Wednesday, March 31, 2004

Wanna hear something... exciting?

I'M GOING TO HAWAII!

Not yet... in November... but you know where ELSE I'm going?

I'M GOING TO NEW YORK and FLORIDA!

THAT'S in July...

I'm so excited! Very excited. There's so much to plan - so much money to lose - so much to do!

That's it.

*editEXTRAedit*
My current Aloha! TODO List:
  • Bronze on Waikiki Beach
  • Go to Pearl Harbour
  • Go Kayaking and Snorkelling
  • Learn how to Hula
  • Go to a Luau
  • Take pictures in front of a sunrise/sunset
  • Get laidlei'd (I had to make that joke)
  • Hook up with an exotic Hawaiian boy (thanks Nix)

Any other suggestions??

Thursday, March 25, 2004

I had a mood swing today.

I had one of those train rides where all my thoughts were muddled and I was a confused mess. I just have a lot on my mind, I suppose. I need to flush some of this out of my head so I can think clearer........ but for now, I'll just blame PMS :)

So, if you came to my blog earlier today, I was quite the angry person. I had a lot of bad vibes in me. But I've turned it around and what's in my head is the following:

The pain when I cry or the happiness of my heart are proof that I'm living and not just existing

That really makes you appreciate every single emotion you feel. Every sorrow, every joy... it's all worth something.

Oh and we say it over and over again - things happen for a reason

A bit of wisdom that makes you appreciate everything that happens to you - good, bad, ugly... it has to happen.

Good to know. Bye!

Thursday, March 18, 2004

Example of a girl's complicated and prolonged thought process...

Why I chose to publish this post...
I made such a funny joke today, so good I want to tell everyone about it
That's a bit loser though - who DOES that?
Ooh Mindy does!
But then if I do, I'd just be copying her...
Shut up, the joke's way too funny!

*editEXTRedit*

Ok, I've nixxed the joke because when I re-told it to my sister, she didn't laugh lots =
But this is way more worthwhile. I've never read a more interesting post on dishonesty.

Ta-ta luvz!

Wednesday, March 17, 2004

Mary J Blige - Sweet Thang
Stevie Wonder - Isn't she Lovely
Kyla - I Feel for You
Yolanda Adams - Never Give up


... add to that My Anthem

Beyonce - Me, Myself and I

Ok so WHY can't one day just be perfect. If CityRail waited one day before sending me the letter implying "I don't care if you left your ticket at home and proved it to us, you're still paying us $200 coz we need to pay our drivers more or more trains are gonna be cancelled"

= = = = =

WHAT TO DO
1. Translate this sentence from the blog posts into French: "I had a mood swing today."
2. List every date that heads a post in the blog posts.
3. Reproduce the part of the blog posts starting at "So, if you came" and ending at "has to happen.".
The rows after this point are separate from the blog posts.

INFORMATION GIVEN
= = = = =

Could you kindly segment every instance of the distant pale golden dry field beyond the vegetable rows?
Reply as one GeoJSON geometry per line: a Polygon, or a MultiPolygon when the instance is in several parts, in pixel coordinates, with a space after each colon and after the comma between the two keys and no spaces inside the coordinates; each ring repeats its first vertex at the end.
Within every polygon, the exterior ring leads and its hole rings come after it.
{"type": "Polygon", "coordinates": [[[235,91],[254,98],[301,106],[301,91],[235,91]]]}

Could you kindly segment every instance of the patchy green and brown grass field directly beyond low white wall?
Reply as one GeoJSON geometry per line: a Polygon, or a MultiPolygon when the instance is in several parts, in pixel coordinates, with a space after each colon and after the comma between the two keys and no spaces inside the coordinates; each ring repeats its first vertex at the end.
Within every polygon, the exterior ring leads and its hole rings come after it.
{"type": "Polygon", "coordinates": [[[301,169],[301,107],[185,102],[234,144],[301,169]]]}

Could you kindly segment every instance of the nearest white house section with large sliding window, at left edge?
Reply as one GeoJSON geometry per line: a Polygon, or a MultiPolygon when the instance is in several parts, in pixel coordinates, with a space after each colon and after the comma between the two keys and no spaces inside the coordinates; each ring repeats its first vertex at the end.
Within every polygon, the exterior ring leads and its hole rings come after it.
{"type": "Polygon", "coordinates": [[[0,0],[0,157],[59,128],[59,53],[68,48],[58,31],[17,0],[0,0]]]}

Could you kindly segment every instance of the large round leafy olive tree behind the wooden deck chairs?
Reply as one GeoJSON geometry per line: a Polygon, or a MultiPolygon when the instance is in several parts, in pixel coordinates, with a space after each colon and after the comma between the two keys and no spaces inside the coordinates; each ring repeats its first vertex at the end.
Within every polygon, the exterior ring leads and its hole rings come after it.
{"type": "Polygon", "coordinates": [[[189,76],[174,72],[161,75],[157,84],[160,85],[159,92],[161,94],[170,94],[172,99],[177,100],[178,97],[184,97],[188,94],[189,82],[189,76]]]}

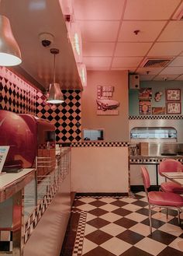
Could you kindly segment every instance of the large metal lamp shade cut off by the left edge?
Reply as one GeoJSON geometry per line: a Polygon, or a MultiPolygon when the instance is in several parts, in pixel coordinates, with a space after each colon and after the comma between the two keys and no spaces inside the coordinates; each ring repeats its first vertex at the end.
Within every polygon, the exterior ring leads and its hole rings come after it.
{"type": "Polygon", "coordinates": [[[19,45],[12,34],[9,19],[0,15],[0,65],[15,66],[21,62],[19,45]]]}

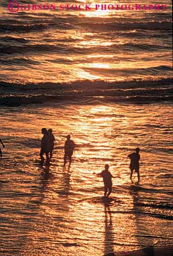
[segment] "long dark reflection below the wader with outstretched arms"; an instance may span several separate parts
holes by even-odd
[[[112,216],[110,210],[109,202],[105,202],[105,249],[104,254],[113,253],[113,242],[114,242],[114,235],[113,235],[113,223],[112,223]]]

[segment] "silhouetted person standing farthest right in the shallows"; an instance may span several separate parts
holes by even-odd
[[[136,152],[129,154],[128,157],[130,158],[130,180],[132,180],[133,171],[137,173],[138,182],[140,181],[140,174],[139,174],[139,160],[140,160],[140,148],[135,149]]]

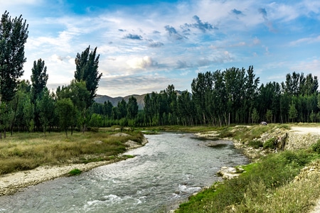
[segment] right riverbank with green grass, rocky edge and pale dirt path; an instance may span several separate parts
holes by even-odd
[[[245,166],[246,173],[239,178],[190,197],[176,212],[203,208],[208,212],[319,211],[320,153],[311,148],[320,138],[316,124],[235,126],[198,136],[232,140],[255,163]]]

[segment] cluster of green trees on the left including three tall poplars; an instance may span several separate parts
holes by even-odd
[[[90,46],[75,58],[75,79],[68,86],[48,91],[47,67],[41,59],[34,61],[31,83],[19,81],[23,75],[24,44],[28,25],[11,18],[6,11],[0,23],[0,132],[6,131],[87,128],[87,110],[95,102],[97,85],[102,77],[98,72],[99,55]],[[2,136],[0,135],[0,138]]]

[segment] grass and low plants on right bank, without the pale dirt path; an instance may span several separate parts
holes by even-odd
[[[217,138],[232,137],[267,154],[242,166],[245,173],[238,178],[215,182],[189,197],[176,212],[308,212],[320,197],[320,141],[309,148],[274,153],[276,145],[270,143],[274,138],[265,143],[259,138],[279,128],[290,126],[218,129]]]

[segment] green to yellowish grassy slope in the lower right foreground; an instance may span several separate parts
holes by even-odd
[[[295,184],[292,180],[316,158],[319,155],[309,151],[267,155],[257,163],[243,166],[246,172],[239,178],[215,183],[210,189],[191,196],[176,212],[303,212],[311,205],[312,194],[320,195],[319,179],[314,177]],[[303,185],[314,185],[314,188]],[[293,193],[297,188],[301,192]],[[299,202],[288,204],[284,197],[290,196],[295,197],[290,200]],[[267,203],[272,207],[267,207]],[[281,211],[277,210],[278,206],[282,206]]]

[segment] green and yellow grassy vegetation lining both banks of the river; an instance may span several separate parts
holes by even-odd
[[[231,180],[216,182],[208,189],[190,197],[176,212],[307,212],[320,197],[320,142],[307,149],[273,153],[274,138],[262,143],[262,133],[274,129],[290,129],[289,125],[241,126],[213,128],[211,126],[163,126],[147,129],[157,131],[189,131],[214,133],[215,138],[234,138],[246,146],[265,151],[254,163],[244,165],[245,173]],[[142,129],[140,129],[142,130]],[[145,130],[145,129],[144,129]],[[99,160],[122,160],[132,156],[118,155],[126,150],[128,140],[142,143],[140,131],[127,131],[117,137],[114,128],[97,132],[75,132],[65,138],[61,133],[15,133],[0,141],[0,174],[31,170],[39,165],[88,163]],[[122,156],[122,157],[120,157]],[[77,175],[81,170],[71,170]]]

= = = = =

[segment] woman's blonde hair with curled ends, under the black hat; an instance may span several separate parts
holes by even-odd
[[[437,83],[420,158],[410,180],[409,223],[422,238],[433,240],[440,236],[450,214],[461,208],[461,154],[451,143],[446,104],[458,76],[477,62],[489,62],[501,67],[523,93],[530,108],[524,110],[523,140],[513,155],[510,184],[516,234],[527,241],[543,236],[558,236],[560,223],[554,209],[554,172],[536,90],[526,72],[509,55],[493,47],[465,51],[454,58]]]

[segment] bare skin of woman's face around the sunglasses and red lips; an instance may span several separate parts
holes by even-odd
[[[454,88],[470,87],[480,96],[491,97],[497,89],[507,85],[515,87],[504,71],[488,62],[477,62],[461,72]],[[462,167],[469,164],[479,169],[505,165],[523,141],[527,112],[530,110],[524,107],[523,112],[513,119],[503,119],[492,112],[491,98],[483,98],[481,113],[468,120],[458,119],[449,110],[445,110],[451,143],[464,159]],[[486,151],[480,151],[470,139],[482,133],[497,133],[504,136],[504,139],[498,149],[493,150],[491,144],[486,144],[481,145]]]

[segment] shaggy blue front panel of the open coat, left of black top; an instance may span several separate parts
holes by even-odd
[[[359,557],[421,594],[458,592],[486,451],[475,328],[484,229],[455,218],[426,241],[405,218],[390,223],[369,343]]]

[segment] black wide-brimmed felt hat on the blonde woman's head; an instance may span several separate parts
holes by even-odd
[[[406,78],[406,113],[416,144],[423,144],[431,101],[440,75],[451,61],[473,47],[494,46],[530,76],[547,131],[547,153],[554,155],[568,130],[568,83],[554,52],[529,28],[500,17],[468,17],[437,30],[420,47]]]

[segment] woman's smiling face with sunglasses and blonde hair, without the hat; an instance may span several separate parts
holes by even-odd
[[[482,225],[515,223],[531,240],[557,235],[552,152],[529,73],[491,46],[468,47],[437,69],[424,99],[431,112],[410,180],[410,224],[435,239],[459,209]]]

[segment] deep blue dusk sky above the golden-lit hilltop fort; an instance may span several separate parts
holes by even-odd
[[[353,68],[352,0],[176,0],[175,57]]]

= = = = =

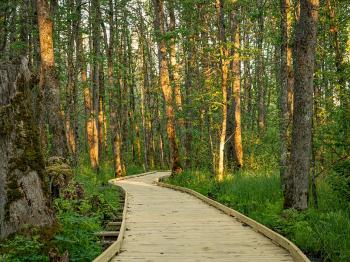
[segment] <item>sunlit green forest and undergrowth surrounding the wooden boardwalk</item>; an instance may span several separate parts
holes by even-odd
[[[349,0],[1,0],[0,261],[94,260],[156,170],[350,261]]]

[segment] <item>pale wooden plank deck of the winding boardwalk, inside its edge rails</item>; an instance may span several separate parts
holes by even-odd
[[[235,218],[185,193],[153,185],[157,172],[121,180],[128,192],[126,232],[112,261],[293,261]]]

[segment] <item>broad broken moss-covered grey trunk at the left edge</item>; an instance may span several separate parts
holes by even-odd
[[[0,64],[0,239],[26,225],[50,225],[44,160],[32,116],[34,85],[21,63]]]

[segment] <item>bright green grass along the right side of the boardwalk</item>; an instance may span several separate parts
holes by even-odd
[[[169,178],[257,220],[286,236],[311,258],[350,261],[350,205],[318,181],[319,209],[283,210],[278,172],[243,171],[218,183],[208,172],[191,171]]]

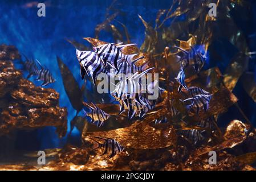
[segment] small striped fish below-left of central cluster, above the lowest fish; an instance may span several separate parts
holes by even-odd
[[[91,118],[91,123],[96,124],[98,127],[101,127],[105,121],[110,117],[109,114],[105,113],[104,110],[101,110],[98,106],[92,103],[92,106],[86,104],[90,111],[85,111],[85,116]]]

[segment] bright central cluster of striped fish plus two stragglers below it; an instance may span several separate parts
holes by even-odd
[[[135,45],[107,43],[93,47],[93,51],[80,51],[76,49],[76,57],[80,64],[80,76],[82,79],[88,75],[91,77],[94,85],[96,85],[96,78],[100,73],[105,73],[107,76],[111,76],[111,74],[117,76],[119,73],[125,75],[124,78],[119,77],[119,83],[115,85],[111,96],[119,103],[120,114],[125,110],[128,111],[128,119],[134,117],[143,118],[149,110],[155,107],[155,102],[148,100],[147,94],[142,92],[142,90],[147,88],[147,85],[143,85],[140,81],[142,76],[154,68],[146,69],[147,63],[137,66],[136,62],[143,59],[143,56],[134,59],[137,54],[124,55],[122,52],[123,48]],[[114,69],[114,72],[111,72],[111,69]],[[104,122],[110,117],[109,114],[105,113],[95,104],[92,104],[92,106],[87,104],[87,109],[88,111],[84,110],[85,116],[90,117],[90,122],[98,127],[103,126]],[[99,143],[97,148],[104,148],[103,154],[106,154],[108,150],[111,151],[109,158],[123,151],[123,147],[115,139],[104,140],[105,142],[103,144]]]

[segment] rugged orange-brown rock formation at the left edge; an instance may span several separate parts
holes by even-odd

= = = = =

ANSWER SECTION
1. J'ai eu une saute d'humeur aujourd'hui.

2.
- Wednesday, March 31, 2004
- Thursday, March 25, 2004
- Thursday, March 18, 2004
- Wednesday, March 17, 2004

3.
So, if you came to my blog earlier today, I was quite the angry person. I had a lot of bad vibes in me. But I've turned it around and what's in my head is the following:

The pain when I cry or the happiness of my heart are proof that I'm living and not just existing

That really makes you appreciate every single emotion you feel. Every sorrow, every joy... it's all worth something.

Oh and we say it over and over again - things happen for a reason

A bit of wisdom that makes you appreciate everything that happens to you - good, bad, ugly... it has to happen.